Saved entries →

-------

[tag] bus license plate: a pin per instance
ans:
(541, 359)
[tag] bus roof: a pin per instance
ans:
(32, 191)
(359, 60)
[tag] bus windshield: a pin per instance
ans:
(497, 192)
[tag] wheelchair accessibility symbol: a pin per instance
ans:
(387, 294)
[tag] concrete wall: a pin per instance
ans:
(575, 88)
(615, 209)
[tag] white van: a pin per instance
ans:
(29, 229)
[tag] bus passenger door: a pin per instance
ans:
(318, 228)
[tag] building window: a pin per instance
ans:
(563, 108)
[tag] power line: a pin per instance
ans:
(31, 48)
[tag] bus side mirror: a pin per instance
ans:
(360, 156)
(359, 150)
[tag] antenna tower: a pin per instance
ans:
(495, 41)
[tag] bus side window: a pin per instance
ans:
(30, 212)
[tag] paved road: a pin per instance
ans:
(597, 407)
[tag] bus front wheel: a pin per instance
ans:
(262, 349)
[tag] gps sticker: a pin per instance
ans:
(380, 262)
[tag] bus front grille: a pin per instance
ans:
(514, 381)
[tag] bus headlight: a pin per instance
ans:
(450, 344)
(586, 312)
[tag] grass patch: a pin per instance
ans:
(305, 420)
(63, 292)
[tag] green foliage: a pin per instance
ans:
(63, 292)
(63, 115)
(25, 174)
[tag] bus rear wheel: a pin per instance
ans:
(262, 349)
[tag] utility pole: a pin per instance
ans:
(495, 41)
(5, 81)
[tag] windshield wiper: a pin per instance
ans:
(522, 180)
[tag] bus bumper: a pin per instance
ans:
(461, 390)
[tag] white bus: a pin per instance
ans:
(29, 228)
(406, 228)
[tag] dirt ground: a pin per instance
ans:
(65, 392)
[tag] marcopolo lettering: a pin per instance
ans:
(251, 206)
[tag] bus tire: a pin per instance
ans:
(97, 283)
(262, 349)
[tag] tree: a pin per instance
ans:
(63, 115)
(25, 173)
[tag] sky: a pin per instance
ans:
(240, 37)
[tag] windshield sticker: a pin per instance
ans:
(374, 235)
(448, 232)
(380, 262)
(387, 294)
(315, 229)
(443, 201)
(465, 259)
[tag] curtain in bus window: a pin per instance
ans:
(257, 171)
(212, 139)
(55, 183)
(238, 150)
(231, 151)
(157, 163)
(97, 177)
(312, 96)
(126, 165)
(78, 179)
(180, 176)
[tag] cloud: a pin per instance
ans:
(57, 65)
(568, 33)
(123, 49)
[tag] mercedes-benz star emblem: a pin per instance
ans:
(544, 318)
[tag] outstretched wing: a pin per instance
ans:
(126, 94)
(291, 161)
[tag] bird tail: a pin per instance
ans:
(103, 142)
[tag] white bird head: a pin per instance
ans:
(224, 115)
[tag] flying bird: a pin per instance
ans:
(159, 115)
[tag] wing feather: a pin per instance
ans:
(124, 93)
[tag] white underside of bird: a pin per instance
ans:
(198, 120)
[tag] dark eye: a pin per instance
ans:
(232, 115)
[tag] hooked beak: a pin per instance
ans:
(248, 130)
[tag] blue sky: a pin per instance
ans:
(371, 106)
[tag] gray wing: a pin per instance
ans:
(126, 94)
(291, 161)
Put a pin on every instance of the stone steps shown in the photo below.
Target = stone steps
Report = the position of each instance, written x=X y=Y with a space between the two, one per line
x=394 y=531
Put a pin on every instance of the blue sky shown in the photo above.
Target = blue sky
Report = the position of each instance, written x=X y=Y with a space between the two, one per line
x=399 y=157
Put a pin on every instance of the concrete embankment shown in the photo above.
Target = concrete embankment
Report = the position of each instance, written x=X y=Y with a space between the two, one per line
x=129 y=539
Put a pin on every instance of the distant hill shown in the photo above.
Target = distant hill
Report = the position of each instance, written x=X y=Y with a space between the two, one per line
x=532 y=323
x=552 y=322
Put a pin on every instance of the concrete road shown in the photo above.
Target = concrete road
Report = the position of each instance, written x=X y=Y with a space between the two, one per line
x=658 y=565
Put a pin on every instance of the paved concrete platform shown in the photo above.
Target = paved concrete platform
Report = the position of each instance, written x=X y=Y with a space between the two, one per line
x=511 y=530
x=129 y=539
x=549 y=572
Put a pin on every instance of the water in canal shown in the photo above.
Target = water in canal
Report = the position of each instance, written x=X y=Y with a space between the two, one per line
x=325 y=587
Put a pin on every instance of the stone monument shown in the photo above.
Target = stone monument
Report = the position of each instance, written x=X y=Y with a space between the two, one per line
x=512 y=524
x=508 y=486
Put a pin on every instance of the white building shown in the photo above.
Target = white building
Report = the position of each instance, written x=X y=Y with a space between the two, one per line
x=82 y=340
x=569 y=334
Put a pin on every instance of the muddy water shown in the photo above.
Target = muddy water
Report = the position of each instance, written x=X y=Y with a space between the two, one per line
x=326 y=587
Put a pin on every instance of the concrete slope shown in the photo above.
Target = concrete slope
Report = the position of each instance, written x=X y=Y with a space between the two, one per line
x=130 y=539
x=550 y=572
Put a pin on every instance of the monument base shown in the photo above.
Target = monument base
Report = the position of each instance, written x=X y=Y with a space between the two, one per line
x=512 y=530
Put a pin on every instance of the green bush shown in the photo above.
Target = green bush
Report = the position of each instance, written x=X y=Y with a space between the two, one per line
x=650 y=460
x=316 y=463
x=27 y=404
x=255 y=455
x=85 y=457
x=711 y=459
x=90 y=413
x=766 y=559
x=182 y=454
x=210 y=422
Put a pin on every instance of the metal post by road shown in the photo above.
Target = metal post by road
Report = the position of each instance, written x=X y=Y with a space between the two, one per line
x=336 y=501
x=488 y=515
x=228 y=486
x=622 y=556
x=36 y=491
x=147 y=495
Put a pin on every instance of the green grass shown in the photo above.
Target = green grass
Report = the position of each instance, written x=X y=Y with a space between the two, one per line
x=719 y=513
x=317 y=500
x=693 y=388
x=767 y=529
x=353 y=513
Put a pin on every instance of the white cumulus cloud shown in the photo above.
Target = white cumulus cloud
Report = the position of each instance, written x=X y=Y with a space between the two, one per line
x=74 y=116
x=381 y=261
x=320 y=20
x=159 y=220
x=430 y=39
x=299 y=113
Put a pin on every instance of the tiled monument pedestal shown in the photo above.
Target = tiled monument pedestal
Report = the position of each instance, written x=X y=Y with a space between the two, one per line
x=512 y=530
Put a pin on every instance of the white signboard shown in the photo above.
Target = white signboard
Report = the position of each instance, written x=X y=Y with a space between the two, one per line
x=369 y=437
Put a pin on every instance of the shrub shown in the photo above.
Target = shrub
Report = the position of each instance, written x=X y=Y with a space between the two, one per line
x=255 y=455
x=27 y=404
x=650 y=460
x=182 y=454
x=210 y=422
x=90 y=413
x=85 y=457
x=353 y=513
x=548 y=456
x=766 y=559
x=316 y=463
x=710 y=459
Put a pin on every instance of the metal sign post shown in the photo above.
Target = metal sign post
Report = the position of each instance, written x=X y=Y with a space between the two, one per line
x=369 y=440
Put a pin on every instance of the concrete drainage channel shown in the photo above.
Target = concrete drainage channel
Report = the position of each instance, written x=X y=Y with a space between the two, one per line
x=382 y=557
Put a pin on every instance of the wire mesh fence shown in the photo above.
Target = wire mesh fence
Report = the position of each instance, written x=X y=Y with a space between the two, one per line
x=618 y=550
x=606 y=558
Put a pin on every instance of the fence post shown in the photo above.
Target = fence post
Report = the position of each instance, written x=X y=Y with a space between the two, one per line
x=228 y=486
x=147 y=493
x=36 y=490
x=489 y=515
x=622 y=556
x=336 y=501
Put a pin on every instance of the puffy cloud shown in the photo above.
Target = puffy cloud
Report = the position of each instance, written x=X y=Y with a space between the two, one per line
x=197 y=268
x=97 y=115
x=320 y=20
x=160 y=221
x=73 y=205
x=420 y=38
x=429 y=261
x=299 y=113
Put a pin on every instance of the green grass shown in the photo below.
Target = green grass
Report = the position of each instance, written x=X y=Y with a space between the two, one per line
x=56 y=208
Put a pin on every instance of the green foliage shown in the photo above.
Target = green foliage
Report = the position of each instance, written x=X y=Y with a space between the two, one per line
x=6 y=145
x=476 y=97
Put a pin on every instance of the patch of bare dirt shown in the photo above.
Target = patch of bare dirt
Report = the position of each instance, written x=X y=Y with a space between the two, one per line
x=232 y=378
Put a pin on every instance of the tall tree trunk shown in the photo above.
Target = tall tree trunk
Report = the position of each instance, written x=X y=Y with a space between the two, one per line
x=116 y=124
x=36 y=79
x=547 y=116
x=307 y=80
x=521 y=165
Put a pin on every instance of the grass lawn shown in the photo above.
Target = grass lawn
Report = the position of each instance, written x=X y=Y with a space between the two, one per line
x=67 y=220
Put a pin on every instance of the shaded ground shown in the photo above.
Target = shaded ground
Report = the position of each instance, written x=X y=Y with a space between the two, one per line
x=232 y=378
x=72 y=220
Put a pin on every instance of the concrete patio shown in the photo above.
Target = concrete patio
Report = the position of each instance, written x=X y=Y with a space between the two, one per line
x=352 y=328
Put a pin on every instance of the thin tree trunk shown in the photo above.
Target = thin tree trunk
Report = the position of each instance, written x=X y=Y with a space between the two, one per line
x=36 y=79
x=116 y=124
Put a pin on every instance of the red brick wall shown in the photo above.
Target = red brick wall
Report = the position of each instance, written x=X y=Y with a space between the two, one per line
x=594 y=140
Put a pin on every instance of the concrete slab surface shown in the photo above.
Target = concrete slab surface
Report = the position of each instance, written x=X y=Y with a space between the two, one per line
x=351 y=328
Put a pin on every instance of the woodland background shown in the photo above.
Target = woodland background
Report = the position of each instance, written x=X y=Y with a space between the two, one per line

-------

WHAT YOU ARE ASKED TO DO →
Out of the data above, give again only the lines starting at the one holding "Target = wire mesh fence" and ending at the one holding "Target = puffy cloud", unchanged.

TASK RESULT →
Target = wire mesh fence
Report = the position of each instance, written x=X y=Y with a space between the two, one per line
x=618 y=550
x=606 y=558
Put a pin on every instance of the fence post shown in the photo above.
Target = fence post
Report = the position of each instance, written x=X y=Y with a space between the two, one per line
x=228 y=486
x=147 y=493
x=36 y=490
x=489 y=515
x=622 y=556
x=336 y=501
Put a pin on every instance of the puffy cloud shown in the photo above.
Target = puffy cloud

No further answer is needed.